··· DOCUMENT SECTION ···
Today the promising new Virile Lit website is featuring my review of the great recent Pete Maravich biography by Mark Kreigel. In the review I pose the following question: If you could have the skills for one day of any athlete from any time in history, which athlete would you choose?

My answer, given the subject of the review, will not surprise you. But it got me thinking about limiting the question to baseball. And while nobody from the world of baseball sprung immediately to my mind upon reshaping the question, my first thought on the subject rendered one certainty:

Left-handed. I’d want to be left-handed.

This fascination with the southpaw has been with me since I started following and playing baseball. Many a time I went into a windup in front of a mirror just so I could watch myself as a lefty. Lefties were different from me. Lefties were more graceful and smooth, their bodies seeming to more fully and deeply hew to the demands of whatever motion the game they were involved in required. I saw this in the whipcrack serve of John McEnroe, in Fred Lynn’s ability to in one smooth motion catch a flyball over his shoulder on the run and whirl to throw it back to the infield, in the fast, balanced, lethal swing of Ted Williams. But nowhere was the uncommon grace of the left-hander more apparent than on the pitching mound.

Oddly enough, though I don’t have a distinct memory of Steve Carlton’s windup, I do not associate it with the symmetrical poise and balance of, say, a Ron Guidry windup. When I think of Carlton the pitcher I recall first his brutal training regimen, which included most notably him churning his arm around for hours in a vat of rice, then I think of his most renowned pitch, a nasty slider, and the general impression in my mind is not of effortless grace but of grunting herky-jerky exertion leading to the stinging pain of a bat sheared off at the handle. And even though in the terms of today’s Nagging Question I’m not imagining myself into the batter who would feel that pain (and failure) in his palms, I still don’t want to dream myself into a situation including that pain.
···
CHALLENGE
Swap "baseball" for "tennis" in the essay on left-handed athletes and give everything from "My answer, given" down to "to be left-handed.". The material that comes after this note isn't needed for anything here.
··· RECORDS PROVIDED ···
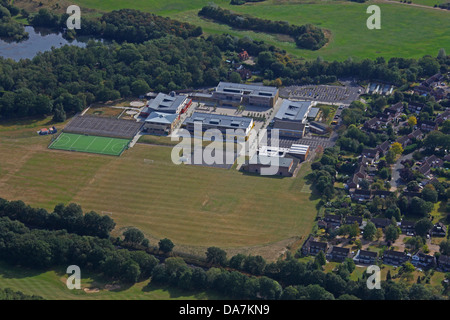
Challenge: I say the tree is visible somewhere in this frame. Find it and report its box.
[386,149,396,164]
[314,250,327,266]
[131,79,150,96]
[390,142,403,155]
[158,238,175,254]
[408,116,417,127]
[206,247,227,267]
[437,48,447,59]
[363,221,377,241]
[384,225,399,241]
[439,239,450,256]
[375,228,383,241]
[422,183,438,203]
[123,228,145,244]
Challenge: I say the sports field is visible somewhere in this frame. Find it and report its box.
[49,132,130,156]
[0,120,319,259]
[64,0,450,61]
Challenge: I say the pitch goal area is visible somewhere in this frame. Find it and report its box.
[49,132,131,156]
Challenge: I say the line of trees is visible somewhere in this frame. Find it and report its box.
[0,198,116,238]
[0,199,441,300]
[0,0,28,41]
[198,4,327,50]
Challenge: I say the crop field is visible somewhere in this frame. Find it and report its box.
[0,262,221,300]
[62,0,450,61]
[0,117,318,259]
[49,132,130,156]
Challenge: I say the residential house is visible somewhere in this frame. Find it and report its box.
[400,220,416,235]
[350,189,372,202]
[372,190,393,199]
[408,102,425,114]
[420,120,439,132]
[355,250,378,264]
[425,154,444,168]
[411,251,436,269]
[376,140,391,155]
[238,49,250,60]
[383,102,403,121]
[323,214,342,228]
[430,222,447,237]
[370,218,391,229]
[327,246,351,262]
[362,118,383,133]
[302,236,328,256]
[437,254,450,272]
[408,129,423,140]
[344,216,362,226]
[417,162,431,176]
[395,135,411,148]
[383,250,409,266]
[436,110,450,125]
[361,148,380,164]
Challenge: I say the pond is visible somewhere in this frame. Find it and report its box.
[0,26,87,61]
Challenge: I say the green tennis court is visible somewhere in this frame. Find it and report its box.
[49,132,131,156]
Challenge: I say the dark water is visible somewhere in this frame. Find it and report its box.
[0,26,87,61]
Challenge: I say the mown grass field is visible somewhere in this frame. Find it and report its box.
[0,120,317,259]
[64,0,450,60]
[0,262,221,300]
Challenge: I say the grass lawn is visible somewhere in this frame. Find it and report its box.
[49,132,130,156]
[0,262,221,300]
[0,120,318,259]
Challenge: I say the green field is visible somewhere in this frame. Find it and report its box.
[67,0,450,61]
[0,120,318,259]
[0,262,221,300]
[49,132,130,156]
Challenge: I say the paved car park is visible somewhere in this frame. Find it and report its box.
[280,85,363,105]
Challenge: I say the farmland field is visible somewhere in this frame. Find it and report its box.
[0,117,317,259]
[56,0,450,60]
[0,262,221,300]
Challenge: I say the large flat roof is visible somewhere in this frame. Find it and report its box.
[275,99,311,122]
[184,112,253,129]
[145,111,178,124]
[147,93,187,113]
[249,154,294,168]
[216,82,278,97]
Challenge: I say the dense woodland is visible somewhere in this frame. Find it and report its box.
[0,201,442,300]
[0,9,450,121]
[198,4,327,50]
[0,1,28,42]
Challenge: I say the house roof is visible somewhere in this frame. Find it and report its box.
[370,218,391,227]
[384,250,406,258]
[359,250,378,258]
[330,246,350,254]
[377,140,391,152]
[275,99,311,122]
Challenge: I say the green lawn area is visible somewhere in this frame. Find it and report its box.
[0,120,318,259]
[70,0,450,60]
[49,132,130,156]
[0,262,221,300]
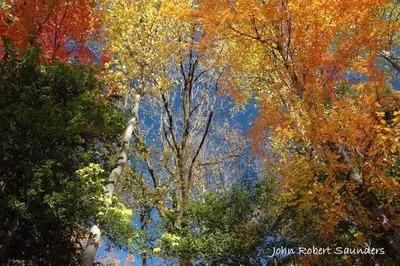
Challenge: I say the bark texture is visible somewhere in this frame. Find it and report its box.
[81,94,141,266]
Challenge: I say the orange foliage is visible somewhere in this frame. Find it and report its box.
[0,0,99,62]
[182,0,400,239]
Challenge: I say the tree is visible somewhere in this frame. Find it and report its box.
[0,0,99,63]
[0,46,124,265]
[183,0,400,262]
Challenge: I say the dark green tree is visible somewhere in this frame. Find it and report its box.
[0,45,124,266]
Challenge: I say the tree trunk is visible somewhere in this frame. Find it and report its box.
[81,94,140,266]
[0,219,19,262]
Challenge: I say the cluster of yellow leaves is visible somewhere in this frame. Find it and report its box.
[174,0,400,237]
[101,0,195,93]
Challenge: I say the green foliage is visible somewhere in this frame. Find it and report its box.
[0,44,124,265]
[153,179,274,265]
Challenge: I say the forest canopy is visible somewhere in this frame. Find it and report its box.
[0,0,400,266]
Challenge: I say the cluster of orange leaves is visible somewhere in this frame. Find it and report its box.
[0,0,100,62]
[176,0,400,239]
···
··· RECORDS PROVIDED ···
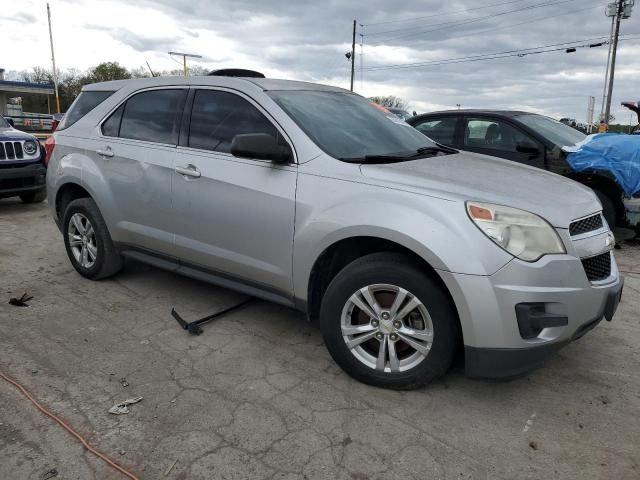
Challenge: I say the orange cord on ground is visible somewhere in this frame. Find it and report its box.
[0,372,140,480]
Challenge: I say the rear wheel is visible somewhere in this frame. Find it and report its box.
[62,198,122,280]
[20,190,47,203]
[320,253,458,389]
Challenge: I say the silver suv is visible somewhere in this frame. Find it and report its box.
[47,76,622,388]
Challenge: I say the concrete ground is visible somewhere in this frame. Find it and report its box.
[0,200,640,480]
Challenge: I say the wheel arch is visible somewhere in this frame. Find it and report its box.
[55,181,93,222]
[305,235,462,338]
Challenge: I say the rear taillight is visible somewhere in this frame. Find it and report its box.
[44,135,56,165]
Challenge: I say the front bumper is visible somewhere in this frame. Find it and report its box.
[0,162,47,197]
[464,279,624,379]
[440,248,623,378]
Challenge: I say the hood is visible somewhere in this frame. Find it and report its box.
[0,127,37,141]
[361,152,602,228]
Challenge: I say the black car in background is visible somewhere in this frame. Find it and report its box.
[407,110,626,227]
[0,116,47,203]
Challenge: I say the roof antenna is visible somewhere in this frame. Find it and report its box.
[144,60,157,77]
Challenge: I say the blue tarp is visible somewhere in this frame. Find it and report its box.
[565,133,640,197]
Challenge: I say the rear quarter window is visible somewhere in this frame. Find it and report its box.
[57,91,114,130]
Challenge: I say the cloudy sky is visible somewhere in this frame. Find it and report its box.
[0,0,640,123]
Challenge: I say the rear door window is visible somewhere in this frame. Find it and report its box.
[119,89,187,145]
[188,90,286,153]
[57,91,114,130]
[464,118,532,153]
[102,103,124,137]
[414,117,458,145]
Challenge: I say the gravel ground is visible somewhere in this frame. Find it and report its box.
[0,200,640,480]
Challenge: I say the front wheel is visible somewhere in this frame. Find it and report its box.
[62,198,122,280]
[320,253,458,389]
···
··· RECORDS PROVIDED ···
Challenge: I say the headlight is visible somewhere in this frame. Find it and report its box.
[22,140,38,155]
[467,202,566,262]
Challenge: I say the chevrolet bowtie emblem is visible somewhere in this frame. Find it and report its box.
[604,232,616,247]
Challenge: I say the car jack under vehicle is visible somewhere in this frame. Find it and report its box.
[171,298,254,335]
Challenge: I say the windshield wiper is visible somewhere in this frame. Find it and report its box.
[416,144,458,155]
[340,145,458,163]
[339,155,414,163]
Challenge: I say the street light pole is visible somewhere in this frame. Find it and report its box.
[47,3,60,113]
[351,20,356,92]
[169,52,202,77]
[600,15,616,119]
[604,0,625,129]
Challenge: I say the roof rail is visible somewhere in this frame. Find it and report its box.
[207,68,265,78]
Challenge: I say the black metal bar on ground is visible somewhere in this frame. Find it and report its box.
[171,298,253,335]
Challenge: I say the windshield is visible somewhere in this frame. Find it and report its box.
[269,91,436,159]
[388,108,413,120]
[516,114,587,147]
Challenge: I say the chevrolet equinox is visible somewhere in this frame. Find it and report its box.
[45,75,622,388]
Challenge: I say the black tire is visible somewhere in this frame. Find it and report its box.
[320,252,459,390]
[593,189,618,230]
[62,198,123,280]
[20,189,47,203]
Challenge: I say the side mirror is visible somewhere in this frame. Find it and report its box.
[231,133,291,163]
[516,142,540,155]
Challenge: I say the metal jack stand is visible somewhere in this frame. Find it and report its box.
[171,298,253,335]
···
EXERCISE SOLUTION
My answer, given the subject of the review, will not surprise you. But it got me thinking about limiting the question to tennis. And while nobody from the world of tennis sprung immediately to my mind upon reshaping the question, my first thought on the subject rendered one certainty:

Left-handed. I’d want to be left-handed.